TASK TO COMPLETE - What is needed is a single figure: how many lines of the records below contain the word "person".

STUDY MATERIAL -
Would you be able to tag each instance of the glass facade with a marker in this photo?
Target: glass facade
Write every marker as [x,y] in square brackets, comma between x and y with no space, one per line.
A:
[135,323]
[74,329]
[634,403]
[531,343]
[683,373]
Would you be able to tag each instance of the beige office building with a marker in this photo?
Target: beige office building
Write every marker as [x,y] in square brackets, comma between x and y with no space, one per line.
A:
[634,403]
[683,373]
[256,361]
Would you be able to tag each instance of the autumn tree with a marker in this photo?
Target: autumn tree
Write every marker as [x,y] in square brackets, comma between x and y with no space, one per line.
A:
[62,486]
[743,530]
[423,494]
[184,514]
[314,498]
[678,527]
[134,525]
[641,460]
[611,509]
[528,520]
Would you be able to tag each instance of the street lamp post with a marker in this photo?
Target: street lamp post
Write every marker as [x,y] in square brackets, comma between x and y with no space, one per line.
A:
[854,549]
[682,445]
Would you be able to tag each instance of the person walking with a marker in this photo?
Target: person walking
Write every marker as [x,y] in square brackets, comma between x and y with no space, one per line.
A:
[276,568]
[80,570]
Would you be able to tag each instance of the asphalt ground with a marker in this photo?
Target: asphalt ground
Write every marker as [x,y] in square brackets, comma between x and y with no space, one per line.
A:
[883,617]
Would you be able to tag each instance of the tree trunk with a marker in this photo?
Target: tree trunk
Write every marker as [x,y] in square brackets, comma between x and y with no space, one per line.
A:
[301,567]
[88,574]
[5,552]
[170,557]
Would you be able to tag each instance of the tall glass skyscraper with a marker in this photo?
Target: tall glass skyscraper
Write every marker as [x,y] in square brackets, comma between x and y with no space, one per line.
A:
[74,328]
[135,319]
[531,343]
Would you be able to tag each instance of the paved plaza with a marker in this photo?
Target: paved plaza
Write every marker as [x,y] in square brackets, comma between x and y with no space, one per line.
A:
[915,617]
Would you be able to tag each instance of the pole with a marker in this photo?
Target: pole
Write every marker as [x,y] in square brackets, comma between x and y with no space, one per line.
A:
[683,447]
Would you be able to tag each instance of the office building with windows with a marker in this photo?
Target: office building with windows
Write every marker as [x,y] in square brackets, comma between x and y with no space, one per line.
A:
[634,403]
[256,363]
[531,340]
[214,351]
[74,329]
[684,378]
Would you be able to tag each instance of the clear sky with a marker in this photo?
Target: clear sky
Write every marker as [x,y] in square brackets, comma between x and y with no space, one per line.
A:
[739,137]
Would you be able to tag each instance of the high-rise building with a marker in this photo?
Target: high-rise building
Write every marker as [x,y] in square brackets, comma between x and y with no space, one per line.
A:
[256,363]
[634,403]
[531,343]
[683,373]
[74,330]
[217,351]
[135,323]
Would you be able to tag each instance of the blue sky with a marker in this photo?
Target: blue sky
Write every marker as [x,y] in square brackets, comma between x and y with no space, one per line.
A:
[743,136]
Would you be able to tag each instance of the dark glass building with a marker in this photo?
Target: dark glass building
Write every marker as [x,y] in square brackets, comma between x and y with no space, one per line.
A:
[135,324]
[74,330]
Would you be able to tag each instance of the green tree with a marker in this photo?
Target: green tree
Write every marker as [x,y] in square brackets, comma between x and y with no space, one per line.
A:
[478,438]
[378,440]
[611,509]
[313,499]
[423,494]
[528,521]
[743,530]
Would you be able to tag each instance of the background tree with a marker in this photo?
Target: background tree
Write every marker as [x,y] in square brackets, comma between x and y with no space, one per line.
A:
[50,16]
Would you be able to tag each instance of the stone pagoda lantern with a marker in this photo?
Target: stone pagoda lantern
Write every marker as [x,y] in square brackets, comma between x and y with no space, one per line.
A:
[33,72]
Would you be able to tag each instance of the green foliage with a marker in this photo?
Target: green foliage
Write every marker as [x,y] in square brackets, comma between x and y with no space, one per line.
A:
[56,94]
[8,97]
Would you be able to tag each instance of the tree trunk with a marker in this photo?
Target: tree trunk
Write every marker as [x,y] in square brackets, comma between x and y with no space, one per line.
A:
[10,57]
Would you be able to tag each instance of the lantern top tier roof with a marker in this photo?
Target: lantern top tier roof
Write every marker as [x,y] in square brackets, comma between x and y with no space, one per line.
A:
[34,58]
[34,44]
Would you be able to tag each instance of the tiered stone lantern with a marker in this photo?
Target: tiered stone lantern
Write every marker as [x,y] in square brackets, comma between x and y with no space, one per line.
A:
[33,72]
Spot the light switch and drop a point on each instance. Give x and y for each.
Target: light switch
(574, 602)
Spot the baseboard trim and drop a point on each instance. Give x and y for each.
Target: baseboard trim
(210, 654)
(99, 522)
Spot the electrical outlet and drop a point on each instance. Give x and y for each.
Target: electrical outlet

REPLY - 2